REQUIREMENT:
The first line of the entries through the line bearing "box: [8, 350, 321, 368]": copy these lines exactly and return nothing else.

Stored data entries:

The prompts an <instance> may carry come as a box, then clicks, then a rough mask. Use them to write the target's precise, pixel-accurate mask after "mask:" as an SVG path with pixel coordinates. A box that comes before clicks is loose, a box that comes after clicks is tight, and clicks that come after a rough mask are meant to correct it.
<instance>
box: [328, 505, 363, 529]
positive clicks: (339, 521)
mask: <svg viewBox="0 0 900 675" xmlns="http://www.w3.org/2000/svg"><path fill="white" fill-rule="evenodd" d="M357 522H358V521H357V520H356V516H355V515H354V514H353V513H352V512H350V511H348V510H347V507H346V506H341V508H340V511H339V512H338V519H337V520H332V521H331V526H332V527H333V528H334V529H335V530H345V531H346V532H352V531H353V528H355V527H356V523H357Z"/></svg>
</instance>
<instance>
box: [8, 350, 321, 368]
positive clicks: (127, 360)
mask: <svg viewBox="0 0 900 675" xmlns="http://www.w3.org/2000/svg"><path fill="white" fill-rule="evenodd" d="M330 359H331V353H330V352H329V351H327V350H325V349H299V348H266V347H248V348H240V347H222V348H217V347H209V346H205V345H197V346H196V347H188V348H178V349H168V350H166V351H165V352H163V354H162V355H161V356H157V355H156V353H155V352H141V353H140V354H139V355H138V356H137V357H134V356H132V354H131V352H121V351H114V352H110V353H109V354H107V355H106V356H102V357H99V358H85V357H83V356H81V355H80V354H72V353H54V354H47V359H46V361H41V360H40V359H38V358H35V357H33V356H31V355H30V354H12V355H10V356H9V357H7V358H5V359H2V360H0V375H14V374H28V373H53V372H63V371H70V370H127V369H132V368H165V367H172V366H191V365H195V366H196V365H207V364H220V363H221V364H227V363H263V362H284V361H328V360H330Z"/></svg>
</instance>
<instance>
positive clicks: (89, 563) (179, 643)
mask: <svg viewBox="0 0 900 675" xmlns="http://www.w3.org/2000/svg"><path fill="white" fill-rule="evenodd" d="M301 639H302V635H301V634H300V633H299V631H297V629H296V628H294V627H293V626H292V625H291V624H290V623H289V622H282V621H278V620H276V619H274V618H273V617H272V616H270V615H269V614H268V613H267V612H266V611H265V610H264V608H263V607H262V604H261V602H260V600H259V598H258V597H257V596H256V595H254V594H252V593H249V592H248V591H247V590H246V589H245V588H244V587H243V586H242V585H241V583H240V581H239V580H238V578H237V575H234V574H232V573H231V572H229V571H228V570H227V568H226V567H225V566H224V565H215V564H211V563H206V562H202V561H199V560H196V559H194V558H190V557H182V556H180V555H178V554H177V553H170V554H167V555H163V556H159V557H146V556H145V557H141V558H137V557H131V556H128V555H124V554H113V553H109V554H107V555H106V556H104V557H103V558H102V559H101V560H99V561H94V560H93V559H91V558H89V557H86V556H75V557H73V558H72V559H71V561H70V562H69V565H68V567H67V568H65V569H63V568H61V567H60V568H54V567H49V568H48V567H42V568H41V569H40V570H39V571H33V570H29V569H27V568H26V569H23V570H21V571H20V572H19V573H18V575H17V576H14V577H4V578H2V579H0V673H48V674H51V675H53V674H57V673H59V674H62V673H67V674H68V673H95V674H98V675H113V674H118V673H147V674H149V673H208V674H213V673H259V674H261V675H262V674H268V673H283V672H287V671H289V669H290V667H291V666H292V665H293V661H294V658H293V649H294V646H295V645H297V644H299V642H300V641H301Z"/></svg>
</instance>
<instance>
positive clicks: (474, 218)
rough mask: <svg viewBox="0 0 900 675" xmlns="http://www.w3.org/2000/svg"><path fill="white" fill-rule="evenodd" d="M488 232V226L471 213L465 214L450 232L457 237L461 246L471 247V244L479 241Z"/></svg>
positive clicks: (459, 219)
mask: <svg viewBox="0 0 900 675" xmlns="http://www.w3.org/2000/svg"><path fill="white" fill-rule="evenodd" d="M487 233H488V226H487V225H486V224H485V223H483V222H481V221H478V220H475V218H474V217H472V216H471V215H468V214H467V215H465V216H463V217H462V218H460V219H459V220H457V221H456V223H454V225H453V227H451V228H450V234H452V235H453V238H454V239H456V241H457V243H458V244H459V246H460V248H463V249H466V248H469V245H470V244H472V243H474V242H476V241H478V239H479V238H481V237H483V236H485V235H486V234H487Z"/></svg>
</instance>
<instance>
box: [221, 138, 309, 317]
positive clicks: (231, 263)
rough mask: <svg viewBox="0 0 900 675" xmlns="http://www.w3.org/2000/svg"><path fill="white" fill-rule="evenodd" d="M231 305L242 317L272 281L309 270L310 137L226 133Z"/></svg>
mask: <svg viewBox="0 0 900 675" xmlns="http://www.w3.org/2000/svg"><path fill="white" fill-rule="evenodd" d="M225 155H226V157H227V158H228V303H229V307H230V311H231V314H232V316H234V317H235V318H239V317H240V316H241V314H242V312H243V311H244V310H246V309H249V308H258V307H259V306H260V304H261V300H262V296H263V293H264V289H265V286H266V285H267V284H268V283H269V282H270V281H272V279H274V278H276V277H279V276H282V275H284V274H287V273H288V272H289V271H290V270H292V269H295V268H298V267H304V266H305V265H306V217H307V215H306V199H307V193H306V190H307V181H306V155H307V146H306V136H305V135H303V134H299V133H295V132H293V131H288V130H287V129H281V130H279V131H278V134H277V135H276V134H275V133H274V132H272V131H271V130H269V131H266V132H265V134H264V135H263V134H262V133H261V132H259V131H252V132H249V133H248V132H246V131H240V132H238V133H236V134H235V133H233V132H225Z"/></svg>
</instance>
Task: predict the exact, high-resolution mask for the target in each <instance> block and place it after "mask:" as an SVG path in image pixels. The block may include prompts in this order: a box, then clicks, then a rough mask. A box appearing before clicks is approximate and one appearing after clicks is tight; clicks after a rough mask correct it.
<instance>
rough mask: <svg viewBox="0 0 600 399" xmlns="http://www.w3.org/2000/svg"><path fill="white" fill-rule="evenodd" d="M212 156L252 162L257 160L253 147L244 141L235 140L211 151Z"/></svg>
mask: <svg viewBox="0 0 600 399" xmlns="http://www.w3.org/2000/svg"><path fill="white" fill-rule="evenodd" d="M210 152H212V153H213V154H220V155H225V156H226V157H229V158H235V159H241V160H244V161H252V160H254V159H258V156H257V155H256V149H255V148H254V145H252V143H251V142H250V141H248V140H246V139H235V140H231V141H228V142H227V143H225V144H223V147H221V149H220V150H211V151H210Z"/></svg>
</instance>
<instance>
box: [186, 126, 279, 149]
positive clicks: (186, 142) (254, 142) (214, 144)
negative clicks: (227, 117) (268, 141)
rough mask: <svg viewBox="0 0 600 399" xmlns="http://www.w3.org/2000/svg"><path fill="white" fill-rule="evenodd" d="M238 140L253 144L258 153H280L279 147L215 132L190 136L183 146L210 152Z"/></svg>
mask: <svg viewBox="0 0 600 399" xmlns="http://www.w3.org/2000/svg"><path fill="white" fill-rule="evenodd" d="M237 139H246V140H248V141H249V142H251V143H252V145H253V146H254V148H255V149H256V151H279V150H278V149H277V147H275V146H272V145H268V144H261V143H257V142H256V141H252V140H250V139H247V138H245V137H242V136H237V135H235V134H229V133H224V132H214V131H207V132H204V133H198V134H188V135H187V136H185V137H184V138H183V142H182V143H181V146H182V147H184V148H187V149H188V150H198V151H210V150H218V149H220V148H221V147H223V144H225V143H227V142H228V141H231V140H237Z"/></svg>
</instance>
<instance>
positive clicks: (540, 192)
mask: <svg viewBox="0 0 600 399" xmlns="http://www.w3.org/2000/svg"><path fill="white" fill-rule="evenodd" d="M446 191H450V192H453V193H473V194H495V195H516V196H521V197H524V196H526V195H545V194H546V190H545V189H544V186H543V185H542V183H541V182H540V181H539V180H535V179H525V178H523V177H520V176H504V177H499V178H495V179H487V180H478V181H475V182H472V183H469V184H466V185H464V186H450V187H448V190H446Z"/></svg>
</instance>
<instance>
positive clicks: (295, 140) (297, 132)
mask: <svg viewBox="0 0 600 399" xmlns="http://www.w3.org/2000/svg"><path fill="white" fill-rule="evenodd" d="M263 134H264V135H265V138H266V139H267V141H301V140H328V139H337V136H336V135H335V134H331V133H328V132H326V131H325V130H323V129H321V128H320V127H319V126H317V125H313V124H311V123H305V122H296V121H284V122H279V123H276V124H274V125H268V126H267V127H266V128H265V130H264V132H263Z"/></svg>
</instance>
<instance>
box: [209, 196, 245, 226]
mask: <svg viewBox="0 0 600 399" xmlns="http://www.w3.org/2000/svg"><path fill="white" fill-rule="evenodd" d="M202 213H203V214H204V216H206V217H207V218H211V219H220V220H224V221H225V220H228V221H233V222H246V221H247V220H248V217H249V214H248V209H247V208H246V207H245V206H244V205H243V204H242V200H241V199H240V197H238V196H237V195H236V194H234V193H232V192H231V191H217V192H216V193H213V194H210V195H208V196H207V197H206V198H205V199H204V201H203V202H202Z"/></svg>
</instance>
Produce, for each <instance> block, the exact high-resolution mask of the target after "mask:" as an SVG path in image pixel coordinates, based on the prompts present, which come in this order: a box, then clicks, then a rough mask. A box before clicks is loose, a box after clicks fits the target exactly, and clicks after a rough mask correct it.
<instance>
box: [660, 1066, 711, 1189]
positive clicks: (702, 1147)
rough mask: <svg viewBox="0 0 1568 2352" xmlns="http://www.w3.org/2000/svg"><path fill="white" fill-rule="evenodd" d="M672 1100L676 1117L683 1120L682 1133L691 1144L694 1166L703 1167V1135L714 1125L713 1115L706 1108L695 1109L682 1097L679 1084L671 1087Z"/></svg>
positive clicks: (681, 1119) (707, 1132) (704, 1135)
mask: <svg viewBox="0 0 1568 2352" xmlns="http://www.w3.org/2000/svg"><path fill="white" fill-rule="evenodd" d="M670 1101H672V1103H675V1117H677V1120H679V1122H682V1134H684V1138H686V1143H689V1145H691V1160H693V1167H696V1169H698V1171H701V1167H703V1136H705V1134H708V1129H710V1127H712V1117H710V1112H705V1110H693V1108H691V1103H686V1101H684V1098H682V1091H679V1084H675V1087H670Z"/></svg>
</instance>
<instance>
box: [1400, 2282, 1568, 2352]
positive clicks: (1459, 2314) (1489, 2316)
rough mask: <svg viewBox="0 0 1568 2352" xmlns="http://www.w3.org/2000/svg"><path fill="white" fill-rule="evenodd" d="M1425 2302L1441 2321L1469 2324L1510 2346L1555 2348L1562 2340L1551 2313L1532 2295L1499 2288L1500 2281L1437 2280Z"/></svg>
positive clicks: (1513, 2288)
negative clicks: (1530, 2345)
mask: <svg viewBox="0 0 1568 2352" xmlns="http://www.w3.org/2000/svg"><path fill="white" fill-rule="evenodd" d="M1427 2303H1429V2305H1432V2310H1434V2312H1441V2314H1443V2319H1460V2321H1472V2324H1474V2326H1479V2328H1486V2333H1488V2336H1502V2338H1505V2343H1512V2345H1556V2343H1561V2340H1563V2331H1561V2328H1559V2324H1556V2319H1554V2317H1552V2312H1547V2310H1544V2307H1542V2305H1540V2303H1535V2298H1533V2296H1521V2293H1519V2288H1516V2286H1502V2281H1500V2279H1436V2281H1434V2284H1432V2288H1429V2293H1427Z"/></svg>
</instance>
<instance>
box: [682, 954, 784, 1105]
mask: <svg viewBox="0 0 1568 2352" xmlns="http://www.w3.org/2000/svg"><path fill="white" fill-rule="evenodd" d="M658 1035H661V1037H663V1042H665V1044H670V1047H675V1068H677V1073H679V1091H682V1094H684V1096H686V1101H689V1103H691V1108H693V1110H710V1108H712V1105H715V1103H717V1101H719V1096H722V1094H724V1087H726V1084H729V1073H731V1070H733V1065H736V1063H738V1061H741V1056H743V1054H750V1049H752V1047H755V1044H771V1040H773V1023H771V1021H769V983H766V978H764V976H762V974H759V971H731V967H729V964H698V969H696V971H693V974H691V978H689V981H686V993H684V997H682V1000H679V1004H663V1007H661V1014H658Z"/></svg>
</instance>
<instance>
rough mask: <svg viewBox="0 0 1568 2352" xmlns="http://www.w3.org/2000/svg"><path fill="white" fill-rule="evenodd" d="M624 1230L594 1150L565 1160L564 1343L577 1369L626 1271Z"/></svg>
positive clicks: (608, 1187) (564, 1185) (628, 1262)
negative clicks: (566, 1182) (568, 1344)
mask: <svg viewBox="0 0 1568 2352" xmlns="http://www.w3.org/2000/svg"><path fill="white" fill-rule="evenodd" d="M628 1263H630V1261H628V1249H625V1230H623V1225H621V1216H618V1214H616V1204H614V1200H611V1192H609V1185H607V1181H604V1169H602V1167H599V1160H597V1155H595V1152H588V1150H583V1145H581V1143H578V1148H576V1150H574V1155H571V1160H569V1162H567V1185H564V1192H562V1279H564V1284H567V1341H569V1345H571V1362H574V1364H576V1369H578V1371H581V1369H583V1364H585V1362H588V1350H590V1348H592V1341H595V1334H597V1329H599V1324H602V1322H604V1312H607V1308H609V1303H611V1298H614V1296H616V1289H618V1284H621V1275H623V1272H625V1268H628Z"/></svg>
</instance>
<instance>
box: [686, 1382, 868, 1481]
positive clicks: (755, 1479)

RESPONSE BOX:
The prompts an <instance> may carry come as a box, then clicks, then a rough mask. Use them to write the target's precise, pixel-accurate mask after "mask:" as an SVG path with pixel coordinates. A box that comes before clicks is loose, a box that comes after clicks is tight, and clicks that come after a rough mask are meant to correct it.
<instance>
box: [328, 505, 363, 529]
positive clicks: (339, 521)
mask: <svg viewBox="0 0 900 675" xmlns="http://www.w3.org/2000/svg"><path fill="white" fill-rule="evenodd" d="M357 522H358V521H357V520H356V516H355V515H354V514H353V513H352V512H350V511H348V510H347V507H346V506H341V508H340V511H339V512H338V519H337V520H332V521H331V526H332V527H333V528H334V529H335V530H345V531H346V532H352V531H353V528H355V527H356V523H357Z"/></svg>
</instance>
<instance>
box: [8, 350, 321, 368]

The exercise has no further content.